§ **WHAT THE EXERCISE ASKS**
Put every line, from the first one through the line containing "M 132 311 L", both included, into a JSON list of strings with one string per line. Leave blank lines out.

§ **ENTRIES**
* * * *
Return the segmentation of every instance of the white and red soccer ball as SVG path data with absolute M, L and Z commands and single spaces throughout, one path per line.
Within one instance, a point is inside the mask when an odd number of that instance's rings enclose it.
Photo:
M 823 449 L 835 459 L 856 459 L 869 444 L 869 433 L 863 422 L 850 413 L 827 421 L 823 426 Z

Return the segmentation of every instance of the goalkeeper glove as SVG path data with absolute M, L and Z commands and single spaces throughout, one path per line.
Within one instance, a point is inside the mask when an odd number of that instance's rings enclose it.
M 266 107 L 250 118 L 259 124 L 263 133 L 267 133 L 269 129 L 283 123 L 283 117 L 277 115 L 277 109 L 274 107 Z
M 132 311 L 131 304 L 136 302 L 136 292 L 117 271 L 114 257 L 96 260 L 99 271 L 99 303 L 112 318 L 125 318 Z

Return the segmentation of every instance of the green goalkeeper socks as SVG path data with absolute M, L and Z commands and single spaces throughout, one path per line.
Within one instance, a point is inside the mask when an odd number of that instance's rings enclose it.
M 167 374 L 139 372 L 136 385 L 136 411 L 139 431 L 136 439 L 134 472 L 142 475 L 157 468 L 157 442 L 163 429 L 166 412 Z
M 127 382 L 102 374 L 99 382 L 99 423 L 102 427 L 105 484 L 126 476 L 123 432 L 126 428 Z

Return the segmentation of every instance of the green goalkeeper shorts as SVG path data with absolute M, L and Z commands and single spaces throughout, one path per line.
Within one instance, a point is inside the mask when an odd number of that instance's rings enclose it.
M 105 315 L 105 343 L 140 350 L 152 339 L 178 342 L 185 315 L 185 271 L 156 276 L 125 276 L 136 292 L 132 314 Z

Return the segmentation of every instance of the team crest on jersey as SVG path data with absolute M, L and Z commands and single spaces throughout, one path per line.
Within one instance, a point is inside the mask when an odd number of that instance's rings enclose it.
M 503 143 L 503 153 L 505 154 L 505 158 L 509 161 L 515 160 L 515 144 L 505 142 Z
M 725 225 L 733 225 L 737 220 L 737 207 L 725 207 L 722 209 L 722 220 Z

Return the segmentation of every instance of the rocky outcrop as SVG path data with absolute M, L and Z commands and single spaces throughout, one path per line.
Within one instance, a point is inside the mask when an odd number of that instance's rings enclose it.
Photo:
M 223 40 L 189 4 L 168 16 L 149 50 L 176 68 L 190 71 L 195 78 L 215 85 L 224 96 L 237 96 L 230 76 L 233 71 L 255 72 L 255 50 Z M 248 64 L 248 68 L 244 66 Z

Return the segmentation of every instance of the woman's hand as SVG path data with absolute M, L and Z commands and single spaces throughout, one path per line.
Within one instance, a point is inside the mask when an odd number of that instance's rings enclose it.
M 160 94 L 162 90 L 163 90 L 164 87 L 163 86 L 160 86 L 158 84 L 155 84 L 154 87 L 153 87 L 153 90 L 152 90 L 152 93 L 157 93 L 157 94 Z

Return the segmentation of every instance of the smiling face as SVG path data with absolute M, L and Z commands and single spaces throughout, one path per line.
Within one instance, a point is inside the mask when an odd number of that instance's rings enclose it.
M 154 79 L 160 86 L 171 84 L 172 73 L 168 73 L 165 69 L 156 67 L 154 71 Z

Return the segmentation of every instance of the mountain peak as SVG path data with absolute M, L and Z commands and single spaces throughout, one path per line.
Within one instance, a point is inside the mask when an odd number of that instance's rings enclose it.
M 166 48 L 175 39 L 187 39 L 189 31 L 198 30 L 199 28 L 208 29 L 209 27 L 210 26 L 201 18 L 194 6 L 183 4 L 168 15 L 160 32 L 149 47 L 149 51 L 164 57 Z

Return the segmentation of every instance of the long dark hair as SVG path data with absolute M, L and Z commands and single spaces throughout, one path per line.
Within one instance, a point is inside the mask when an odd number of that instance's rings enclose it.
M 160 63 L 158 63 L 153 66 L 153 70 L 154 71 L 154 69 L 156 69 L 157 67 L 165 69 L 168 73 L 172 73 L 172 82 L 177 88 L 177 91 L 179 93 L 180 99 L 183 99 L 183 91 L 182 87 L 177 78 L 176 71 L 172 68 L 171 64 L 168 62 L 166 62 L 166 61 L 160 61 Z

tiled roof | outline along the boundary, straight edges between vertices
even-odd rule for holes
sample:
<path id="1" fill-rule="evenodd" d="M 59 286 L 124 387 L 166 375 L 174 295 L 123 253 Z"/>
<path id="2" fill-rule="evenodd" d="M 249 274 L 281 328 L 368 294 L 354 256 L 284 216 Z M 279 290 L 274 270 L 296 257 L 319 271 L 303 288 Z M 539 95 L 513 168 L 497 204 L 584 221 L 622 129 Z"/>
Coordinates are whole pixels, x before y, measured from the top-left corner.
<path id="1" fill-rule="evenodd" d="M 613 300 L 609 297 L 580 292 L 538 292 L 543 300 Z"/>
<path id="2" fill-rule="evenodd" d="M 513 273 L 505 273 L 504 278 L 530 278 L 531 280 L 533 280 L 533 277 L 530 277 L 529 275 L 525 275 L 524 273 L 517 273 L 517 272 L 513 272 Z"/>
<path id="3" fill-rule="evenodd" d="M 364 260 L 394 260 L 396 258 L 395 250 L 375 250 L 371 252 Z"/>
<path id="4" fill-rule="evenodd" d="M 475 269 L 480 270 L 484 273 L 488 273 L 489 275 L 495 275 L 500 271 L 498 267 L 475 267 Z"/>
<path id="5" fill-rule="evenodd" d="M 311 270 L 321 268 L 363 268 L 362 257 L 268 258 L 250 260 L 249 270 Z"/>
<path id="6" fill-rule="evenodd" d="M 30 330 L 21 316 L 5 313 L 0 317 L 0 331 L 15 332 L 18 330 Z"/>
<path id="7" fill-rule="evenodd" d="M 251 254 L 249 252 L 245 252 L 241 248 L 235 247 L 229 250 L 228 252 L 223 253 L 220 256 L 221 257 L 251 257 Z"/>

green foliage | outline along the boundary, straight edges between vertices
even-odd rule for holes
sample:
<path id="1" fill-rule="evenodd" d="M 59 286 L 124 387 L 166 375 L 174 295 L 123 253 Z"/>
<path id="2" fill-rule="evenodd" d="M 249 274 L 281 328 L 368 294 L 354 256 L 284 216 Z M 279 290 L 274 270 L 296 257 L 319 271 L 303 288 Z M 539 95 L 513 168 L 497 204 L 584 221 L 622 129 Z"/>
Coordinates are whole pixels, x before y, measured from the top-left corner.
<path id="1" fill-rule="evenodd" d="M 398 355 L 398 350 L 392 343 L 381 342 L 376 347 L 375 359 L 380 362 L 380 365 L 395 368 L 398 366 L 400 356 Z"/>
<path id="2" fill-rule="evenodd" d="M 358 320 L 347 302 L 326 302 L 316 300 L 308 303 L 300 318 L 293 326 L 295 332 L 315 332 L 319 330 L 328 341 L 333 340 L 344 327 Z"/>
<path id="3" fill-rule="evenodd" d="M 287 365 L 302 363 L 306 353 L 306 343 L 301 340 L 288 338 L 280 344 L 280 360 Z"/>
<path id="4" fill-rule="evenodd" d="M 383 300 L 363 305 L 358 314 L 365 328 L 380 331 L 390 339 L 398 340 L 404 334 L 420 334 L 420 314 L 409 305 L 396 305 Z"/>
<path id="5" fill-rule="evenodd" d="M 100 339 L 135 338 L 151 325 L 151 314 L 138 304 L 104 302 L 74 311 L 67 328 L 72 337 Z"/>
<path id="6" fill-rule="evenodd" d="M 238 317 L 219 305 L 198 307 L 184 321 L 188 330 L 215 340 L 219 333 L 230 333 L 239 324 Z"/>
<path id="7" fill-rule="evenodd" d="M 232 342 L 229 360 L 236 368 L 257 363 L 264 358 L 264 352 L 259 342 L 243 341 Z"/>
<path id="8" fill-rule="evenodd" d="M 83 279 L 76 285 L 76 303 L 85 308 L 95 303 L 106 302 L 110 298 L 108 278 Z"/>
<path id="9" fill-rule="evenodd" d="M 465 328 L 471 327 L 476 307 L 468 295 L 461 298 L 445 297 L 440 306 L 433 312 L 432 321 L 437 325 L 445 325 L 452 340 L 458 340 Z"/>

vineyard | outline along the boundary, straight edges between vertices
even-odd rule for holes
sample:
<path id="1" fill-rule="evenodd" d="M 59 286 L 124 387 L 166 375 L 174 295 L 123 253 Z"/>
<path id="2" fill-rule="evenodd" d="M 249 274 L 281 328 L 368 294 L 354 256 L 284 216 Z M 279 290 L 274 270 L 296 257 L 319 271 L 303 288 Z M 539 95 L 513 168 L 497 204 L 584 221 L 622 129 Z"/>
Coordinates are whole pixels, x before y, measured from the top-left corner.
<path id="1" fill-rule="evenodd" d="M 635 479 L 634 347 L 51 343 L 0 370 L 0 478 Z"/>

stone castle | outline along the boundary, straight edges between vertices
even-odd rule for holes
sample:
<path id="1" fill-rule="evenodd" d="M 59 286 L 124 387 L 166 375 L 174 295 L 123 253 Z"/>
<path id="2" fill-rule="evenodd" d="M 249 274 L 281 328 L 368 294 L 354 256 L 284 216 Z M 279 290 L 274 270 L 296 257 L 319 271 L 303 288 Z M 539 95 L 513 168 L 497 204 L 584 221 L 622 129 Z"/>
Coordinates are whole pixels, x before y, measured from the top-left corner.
* * * *
§ **SOLUTION TO THIS TASK**
[
  "Return the segmentation of every instance of the white and red soccer ball as SVG path data with absolute M, L and Z commands and single spaces throughout, one path per line.",
  "Within one instance, a point is inside the mask when an odd number of that instance's rings enclose it.",
  "Photo:",
  "M 823 449 L 835 459 L 856 459 L 869 444 L 869 433 L 863 422 L 850 413 L 827 421 L 823 426 Z",
  "Return the segmentation of every instance of the goalkeeper glove as SVG path data with absolute M, L and Z commands and single spaces throughout, one path per line.",
  "Within one instance, a point is inside the mask when an odd number of that instance's rings enclose it.",
  "M 266 107 L 250 118 L 259 124 L 263 133 L 267 133 L 269 129 L 283 123 L 283 117 L 277 115 L 277 109 L 274 107 Z",
  "M 132 311 L 131 304 L 136 302 L 136 292 L 117 271 L 114 257 L 96 260 L 99 271 L 99 303 L 112 318 L 125 318 Z"
]